Stated goal: Collect every line in the entries below that contains the string "column". Case counts.

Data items
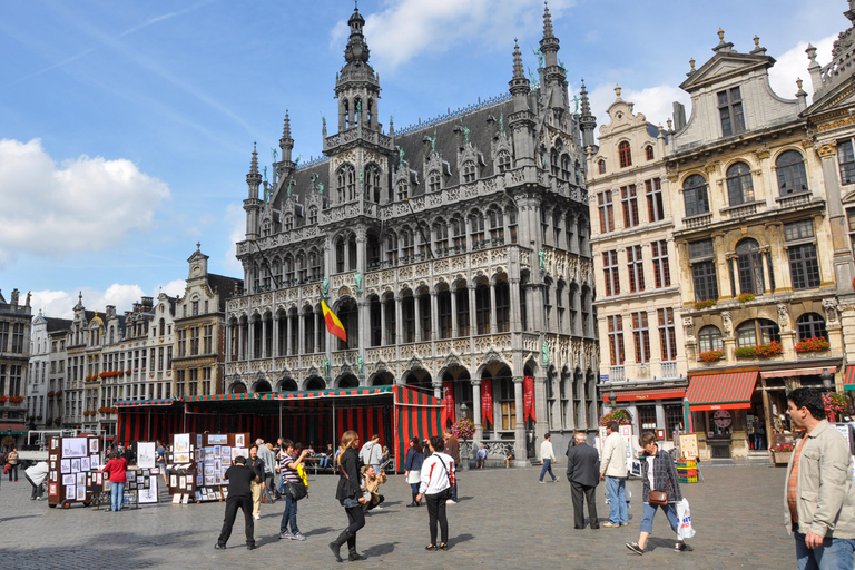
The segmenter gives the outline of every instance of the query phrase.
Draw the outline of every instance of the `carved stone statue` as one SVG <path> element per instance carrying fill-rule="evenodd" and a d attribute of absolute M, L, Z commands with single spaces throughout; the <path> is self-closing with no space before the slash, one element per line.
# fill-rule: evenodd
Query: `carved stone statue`
<path fill-rule="evenodd" d="M 725 336 L 734 334 L 734 322 L 730 320 L 729 311 L 721 312 L 721 324 L 725 326 Z"/>
<path fill-rule="evenodd" d="M 778 326 L 782 328 L 789 327 L 789 313 L 784 303 L 778 303 Z"/>

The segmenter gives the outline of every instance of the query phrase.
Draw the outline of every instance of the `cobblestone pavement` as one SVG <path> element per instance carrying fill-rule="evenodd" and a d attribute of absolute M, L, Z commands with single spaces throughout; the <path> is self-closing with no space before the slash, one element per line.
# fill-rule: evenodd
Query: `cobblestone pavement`
<path fill-rule="evenodd" d="M 563 473 L 563 465 L 557 466 Z M 409 487 L 390 478 L 382 489 L 387 503 L 367 519 L 358 549 L 377 568 L 793 568 L 795 547 L 782 515 L 784 470 L 766 465 L 706 466 L 706 482 L 685 484 L 697 531 L 691 552 L 674 552 L 674 534 L 657 514 L 643 557 L 623 546 L 638 540 L 641 483 L 632 494 L 627 528 L 573 530 L 570 485 L 564 480 L 538 484 L 534 469 L 497 469 L 460 476 L 460 502 L 449 505 L 451 549 L 426 552 L 426 509 L 406 509 Z M 342 568 L 327 548 L 346 517 L 334 500 L 336 478 L 314 476 L 309 497 L 299 502 L 298 523 L 306 542 L 278 540 L 284 502 L 262 505 L 255 524 L 258 550 L 244 547 L 238 514 L 228 550 L 214 550 L 224 504 L 160 503 L 109 513 L 79 504 L 49 509 L 30 501 L 30 485 L 2 482 L 0 563 L 9 569 L 136 568 Z M 605 485 L 597 489 L 601 521 L 608 518 Z M 167 500 L 166 495 L 161 500 Z M 346 552 L 346 547 L 342 549 Z M 287 558 L 286 558 L 287 557 Z M 347 564 L 348 562 L 344 562 Z"/>

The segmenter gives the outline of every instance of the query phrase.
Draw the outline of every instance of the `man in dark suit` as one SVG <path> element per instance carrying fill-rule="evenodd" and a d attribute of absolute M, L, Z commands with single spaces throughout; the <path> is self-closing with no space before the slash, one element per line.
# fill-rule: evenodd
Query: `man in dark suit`
<path fill-rule="evenodd" d="M 588 517 L 592 529 L 600 528 L 597 519 L 597 483 L 600 482 L 600 454 L 586 443 L 584 432 L 573 434 L 576 445 L 567 450 L 567 480 L 573 498 L 573 528 L 584 528 L 583 502 L 588 501 Z"/>

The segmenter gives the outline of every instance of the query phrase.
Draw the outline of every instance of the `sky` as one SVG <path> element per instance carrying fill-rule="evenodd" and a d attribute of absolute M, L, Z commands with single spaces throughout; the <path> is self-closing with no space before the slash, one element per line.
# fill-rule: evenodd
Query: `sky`
<path fill-rule="evenodd" d="M 542 37 L 540 0 L 361 0 L 379 116 L 396 129 L 508 91 Z M 288 110 L 293 156 L 321 155 L 334 117 L 347 0 L 28 0 L 0 2 L 0 291 L 32 292 L 33 314 L 129 311 L 180 295 L 200 243 L 208 271 L 243 277 L 253 144 L 273 160 Z M 845 0 L 551 0 L 572 94 L 584 79 L 598 129 L 615 100 L 665 124 L 689 59 L 755 35 L 772 86 L 810 92 L 805 48 L 831 60 Z M 332 121 L 331 121 L 332 124 Z M 387 128 L 387 127 L 384 127 Z M 332 132 L 331 132 L 332 134 Z"/>

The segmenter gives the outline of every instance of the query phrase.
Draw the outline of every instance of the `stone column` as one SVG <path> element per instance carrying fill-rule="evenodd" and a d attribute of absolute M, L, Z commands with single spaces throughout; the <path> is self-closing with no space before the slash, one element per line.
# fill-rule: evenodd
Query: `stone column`
<path fill-rule="evenodd" d="M 483 431 L 481 429 L 481 381 L 470 380 L 472 383 L 472 423 L 475 424 L 475 434 L 472 436 L 472 449 L 475 448 L 475 442 L 483 439 Z"/>
<path fill-rule="evenodd" d="M 498 333 L 495 325 L 495 283 L 490 282 L 490 334 Z"/>
<path fill-rule="evenodd" d="M 522 381 L 522 376 L 513 376 L 513 403 L 517 409 L 517 423 L 514 424 L 513 430 L 513 436 L 515 440 L 513 444 L 513 455 L 515 458 L 513 465 L 518 468 L 529 465 L 529 458 L 528 453 L 525 452 L 525 422 L 523 421 L 525 410 L 523 406 Z"/>
<path fill-rule="evenodd" d="M 451 337 L 458 337 L 458 291 L 451 292 Z"/>

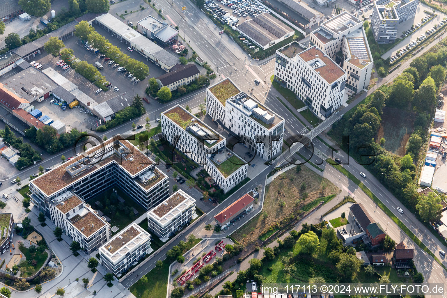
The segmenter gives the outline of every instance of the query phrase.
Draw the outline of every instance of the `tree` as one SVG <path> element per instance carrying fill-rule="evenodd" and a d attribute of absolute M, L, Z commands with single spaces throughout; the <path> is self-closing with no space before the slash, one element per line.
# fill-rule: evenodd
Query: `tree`
<path fill-rule="evenodd" d="M 363 261 L 357 259 L 355 255 L 344 252 L 340 254 L 335 267 L 340 273 L 352 280 L 357 276 L 363 264 Z"/>
<path fill-rule="evenodd" d="M 434 81 L 436 87 L 439 87 L 446 78 L 446 69 L 440 65 L 433 66 L 430 69 L 428 76 Z"/>
<path fill-rule="evenodd" d="M 107 282 L 108 285 L 111 284 L 112 282 L 115 280 L 115 277 L 114 277 L 113 274 L 110 272 L 105 273 L 105 275 L 102 278 L 105 281 Z"/>
<path fill-rule="evenodd" d="M 169 101 L 172 98 L 171 90 L 166 86 L 164 86 L 157 92 L 157 96 L 163 101 Z"/>
<path fill-rule="evenodd" d="M 191 234 L 188 236 L 188 243 L 190 243 L 190 245 L 192 245 L 194 243 L 194 241 L 196 240 L 195 236 L 193 234 Z"/>
<path fill-rule="evenodd" d="M 81 245 L 77 241 L 72 241 L 70 244 L 70 249 L 75 255 L 77 255 L 78 251 L 81 249 Z"/>
<path fill-rule="evenodd" d="M 318 236 L 311 231 L 300 236 L 296 243 L 300 252 L 312 255 L 318 248 L 320 240 L 318 240 Z"/>
<path fill-rule="evenodd" d="M 34 287 L 34 290 L 36 293 L 40 293 L 42 291 L 42 286 L 40 285 L 38 285 Z"/>
<path fill-rule="evenodd" d="M 84 288 L 87 287 L 87 285 L 89 284 L 89 282 L 90 282 L 90 281 L 87 277 L 84 277 L 82 279 L 82 283 L 84 284 Z"/>
<path fill-rule="evenodd" d="M 275 258 L 275 254 L 273 252 L 273 249 L 270 247 L 266 247 L 264 248 L 263 254 L 267 260 L 273 260 Z"/>
<path fill-rule="evenodd" d="M 388 235 L 386 235 L 385 240 L 384 240 L 384 250 L 385 252 L 389 252 L 394 249 L 395 247 L 396 247 L 396 241 Z"/>
<path fill-rule="evenodd" d="M 4 43 L 10 50 L 15 49 L 22 45 L 20 36 L 15 32 L 11 32 L 4 38 Z"/>
<path fill-rule="evenodd" d="M 441 218 L 441 197 L 434 193 L 419 196 L 416 208 L 419 217 L 426 222 L 437 222 Z"/>
<path fill-rule="evenodd" d="M 31 200 L 29 197 L 24 198 L 22 201 L 22 205 L 23 205 L 23 208 L 27 208 L 31 205 Z"/>
<path fill-rule="evenodd" d="M 43 47 L 47 52 L 53 54 L 54 56 L 57 56 L 59 55 L 59 51 L 62 48 L 65 46 L 62 40 L 60 40 L 55 36 L 52 36 L 50 38 L 48 41 L 45 42 Z"/>
<path fill-rule="evenodd" d="M 19 0 L 19 5 L 30 16 L 41 17 L 50 10 L 50 0 Z"/>
<path fill-rule="evenodd" d="M 149 79 L 149 86 L 151 88 L 151 92 L 152 94 L 155 94 L 158 91 L 158 83 L 157 83 L 157 80 L 155 79 L 155 78 L 151 78 Z"/>
<path fill-rule="evenodd" d="M 180 57 L 178 59 L 180 60 L 180 63 L 181 63 L 183 65 L 186 65 L 186 63 L 188 63 L 188 60 L 186 60 L 186 58 L 184 57 Z"/>
<path fill-rule="evenodd" d="M 4 22 L 0 23 L 0 35 L 4 33 L 4 29 L 6 28 L 6 26 L 4 25 Z"/>
<path fill-rule="evenodd" d="M 55 237 L 58 239 L 61 239 L 61 236 L 62 236 L 62 229 L 60 228 L 60 227 L 56 226 L 55 230 L 53 231 L 53 234 L 55 235 Z"/>
<path fill-rule="evenodd" d="M 4 287 L 0 289 L 0 294 L 4 295 L 8 298 L 9 298 L 11 297 L 11 290 L 9 289 L 5 288 Z"/>
<path fill-rule="evenodd" d="M 98 259 L 92 256 L 89 259 L 89 261 L 87 263 L 87 266 L 94 272 L 96 271 L 96 267 L 98 267 L 99 264 L 99 262 L 98 261 Z"/>
<path fill-rule="evenodd" d="M 56 294 L 59 296 L 63 296 L 65 294 L 65 290 L 63 288 L 58 287 L 56 290 Z"/>
<path fill-rule="evenodd" d="M 86 0 L 87 9 L 90 13 L 99 13 L 109 11 L 110 6 L 106 0 Z"/>

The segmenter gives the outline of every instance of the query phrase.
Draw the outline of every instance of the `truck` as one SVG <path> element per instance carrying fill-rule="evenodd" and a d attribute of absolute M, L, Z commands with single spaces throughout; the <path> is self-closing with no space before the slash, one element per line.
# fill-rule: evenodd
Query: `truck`
<path fill-rule="evenodd" d="M 102 66 L 102 65 L 101 63 L 98 62 L 95 62 L 95 66 L 96 66 L 99 69 L 102 69 L 104 67 Z"/>

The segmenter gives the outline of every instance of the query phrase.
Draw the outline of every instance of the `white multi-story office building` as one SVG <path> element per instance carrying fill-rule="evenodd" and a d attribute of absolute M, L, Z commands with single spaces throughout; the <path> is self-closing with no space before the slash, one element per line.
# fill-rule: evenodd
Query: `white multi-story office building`
<path fill-rule="evenodd" d="M 266 160 L 281 154 L 284 119 L 241 92 L 229 79 L 207 89 L 207 112 Z"/>
<path fill-rule="evenodd" d="M 346 72 L 347 87 L 358 93 L 369 85 L 374 63 L 362 21 L 344 12 L 323 23 L 310 38 Z"/>
<path fill-rule="evenodd" d="M 418 0 L 377 0 L 374 2 L 371 29 L 377 43 L 392 43 L 400 24 L 416 16 Z"/>
<path fill-rule="evenodd" d="M 107 189 L 120 188 L 146 210 L 168 197 L 168 176 L 157 168 L 153 161 L 130 142 L 122 139 L 119 134 L 115 136 L 30 182 L 31 197 L 34 205 L 72 238 L 79 235 L 75 228 L 79 228 L 80 232 L 87 229 L 87 227 L 79 223 L 84 221 L 78 218 L 88 219 L 95 224 L 95 228 L 99 228 L 100 223 L 93 222 L 96 220 L 93 218 L 102 219 L 93 216 L 96 214 L 84 200 Z M 61 204 L 58 201 L 73 198 L 73 194 L 78 199 L 72 199 L 70 205 L 75 202 L 79 204 L 67 210 L 62 207 L 65 206 L 64 201 Z M 56 207 L 58 204 L 59 208 Z M 74 227 L 63 223 L 64 221 L 75 219 L 79 224 Z M 82 227 L 84 230 L 81 231 Z"/>
<path fill-rule="evenodd" d="M 247 163 L 225 147 L 225 139 L 179 105 L 161 113 L 161 134 L 203 166 L 224 193 L 247 177 Z"/>
<path fill-rule="evenodd" d="M 346 102 L 346 72 L 316 46 L 296 42 L 276 51 L 274 80 L 323 120 Z"/>
<path fill-rule="evenodd" d="M 108 272 L 118 275 L 153 250 L 150 235 L 134 222 L 99 248 L 99 259 Z"/>
<path fill-rule="evenodd" d="M 197 216 L 195 200 L 181 189 L 148 212 L 149 229 L 166 241 L 170 236 Z"/>
<path fill-rule="evenodd" d="M 49 209 L 53 222 L 79 242 L 87 253 L 91 253 L 109 240 L 110 224 L 72 192 L 51 200 Z"/>

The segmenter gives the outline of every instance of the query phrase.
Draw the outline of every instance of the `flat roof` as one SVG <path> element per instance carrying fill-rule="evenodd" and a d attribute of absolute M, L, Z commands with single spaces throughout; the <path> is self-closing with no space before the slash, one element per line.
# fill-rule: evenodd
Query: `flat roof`
<path fill-rule="evenodd" d="M 4 8 L 2 7 L 2 9 L 4 9 Z M 3 69 L 8 65 L 10 65 L 21 58 L 21 56 L 11 51 L 5 53 L 0 55 L 0 69 Z"/>
<path fill-rule="evenodd" d="M 26 68 L 8 77 L 3 84 L 30 102 L 57 87 L 57 84 L 34 67 Z"/>
<path fill-rule="evenodd" d="M 168 68 L 170 68 L 178 63 L 178 56 L 151 41 L 138 32 L 117 20 L 110 13 L 105 13 L 97 17 L 96 20 L 128 41 L 134 43 L 136 47 L 141 49 L 144 54 L 153 56 Z"/>
<path fill-rule="evenodd" d="M 236 87 L 229 79 L 226 79 L 222 82 L 208 87 L 208 90 L 213 93 L 224 106 L 225 106 L 225 102 L 227 99 L 240 92 L 239 88 Z"/>
<path fill-rule="evenodd" d="M 313 62 L 317 59 L 323 62 L 324 65 L 312 69 L 316 72 L 319 72 L 320 75 L 329 84 L 335 82 L 346 74 L 345 71 L 340 66 L 315 46 L 305 50 L 298 55 L 306 62 Z"/>
<path fill-rule="evenodd" d="M 67 168 L 69 168 L 72 165 L 74 166 L 75 165 L 73 164 L 75 163 L 76 164 L 79 164 L 79 161 L 82 161 L 86 160 L 83 155 L 80 155 L 73 157 L 53 170 L 33 179 L 30 183 L 38 187 L 47 196 L 50 197 L 54 193 L 75 183 L 93 172 L 102 168 L 110 163 L 114 163 L 117 166 L 121 167 L 130 175 L 133 176 L 136 176 L 139 173 L 155 164 L 155 163 L 152 159 L 142 153 L 130 142 L 121 139 L 122 139 L 122 137 L 121 135 L 118 134 L 113 139 L 110 139 L 104 142 L 103 146 L 108 147 L 110 146 L 108 145 L 110 145 L 116 148 L 122 144 L 124 145 L 126 147 L 130 148 L 131 151 L 133 151 L 131 153 L 132 156 L 127 159 L 124 156 L 122 156 L 120 158 L 116 154 L 112 154 L 108 157 L 103 158 L 100 162 L 93 166 L 89 166 L 84 171 L 72 176 Z M 86 156 L 94 156 L 97 151 L 99 152 L 104 151 L 102 145 L 98 145 L 88 150 L 84 155 Z M 166 176 L 164 174 L 161 176 L 160 179 L 164 179 Z"/>

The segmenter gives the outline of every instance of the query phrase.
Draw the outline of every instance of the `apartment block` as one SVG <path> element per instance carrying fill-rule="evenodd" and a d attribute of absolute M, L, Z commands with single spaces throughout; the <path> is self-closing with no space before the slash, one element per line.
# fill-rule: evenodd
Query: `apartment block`
<path fill-rule="evenodd" d="M 225 147 L 226 139 L 179 105 L 161 113 L 161 134 L 202 165 L 224 193 L 247 177 L 246 163 Z"/>
<path fill-rule="evenodd" d="M 227 79 L 207 89 L 207 112 L 266 160 L 281 153 L 284 120 Z"/>
<path fill-rule="evenodd" d="M 108 272 L 118 276 L 153 250 L 150 235 L 134 222 L 99 248 L 100 262 Z"/>
<path fill-rule="evenodd" d="M 346 87 L 358 93 L 369 85 L 374 63 L 362 21 L 344 12 L 321 24 L 310 38 L 346 72 Z"/>
<path fill-rule="evenodd" d="M 79 221 L 83 223 L 88 220 L 99 229 L 97 225 L 102 220 L 99 217 L 99 221 L 94 218 L 96 214 L 84 201 L 114 187 L 120 188 L 147 210 L 169 194 L 168 176 L 157 168 L 154 161 L 119 134 L 30 183 L 34 205 L 73 239 L 83 236 L 82 227 L 87 229 Z M 76 195 L 77 199 L 72 195 Z M 69 210 L 63 207 L 66 204 L 63 200 L 68 198 L 73 198 L 67 202 L 73 206 Z M 63 203 L 60 204 L 59 200 Z M 58 204 L 59 208 L 56 207 Z M 77 224 L 74 224 L 75 220 Z M 65 224 L 67 220 L 73 224 Z M 84 235 L 89 239 L 92 236 L 86 234 Z"/>
<path fill-rule="evenodd" d="M 296 42 L 277 50 L 274 79 L 325 120 L 346 102 L 346 73 L 316 46 Z"/>
<path fill-rule="evenodd" d="M 197 216 L 195 201 L 183 190 L 177 190 L 148 212 L 149 229 L 160 237 L 162 241 L 166 241 L 170 236 Z"/>
<path fill-rule="evenodd" d="M 392 43 L 399 24 L 414 17 L 418 0 L 377 0 L 374 2 L 371 29 L 377 43 Z"/>

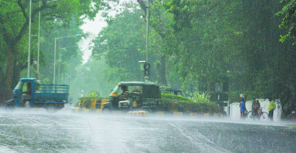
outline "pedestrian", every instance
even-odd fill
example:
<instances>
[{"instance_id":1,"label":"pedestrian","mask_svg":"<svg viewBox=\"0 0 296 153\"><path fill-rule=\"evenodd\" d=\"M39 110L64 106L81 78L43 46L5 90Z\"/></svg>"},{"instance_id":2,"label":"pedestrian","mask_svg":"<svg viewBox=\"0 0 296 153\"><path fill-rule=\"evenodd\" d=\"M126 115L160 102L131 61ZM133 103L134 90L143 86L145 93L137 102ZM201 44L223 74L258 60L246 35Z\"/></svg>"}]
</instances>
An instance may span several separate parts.
<instances>
[{"instance_id":1,"label":"pedestrian","mask_svg":"<svg viewBox=\"0 0 296 153\"><path fill-rule=\"evenodd\" d=\"M239 104L239 107L240 107L240 113L241 118L244 118L245 116L245 111L246 110L246 105L245 104L245 99L242 98L240 103Z\"/></svg>"},{"instance_id":2,"label":"pedestrian","mask_svg":"<svg viewBox=\"0 0 296 153\"><path fill-rule=\"evenodd\" d=\"M275 109L275 103L271 98L269 98L269 105L268 105L268 116L269 120L273 120L273 111Z\"/></svg>"}]
</instances>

Answer for the task:
Draw the outline of every instance of the `stone column` as one SVG <path> element per instance carrying fill-rule="evenodd" and a d attribute of absolute M, L, Z commands with single spaces throughout; the <path> is self-closing with no space before the slash, one element per line.
Query: `stone column`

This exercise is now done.